----- EXERCISE INPUT -----
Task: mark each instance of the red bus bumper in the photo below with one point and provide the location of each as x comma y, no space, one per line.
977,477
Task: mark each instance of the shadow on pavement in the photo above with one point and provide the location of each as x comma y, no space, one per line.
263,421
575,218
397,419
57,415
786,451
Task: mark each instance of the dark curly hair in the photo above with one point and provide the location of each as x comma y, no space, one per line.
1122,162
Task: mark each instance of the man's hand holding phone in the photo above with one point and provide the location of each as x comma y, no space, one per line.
-----
* INSTRUCTIONS FOR THE TASK: Extract all of the data shown above and repeat it verbatim.

* RESULT FOR THIS TASK:
Task: mark each instance of the red bus bumper in the photo below with one point and provide the location of each as x comma y, no space, one per line.
977,477
Task: mark each instance of the shadow on pavement in the photo above with one point and provide the location of each as x comma y, no space, one per line.
263,421
575,218
397,419
57,415
786,451
Task: mark each instance of the dark curly hair in the photo above with one point and provide the location of each as x comma y, no space, one per line.
1122,162
Task: mark each instance of the man's hand holding phone in the photo above with one point and provide the location of each as x comma y, no space, one per line.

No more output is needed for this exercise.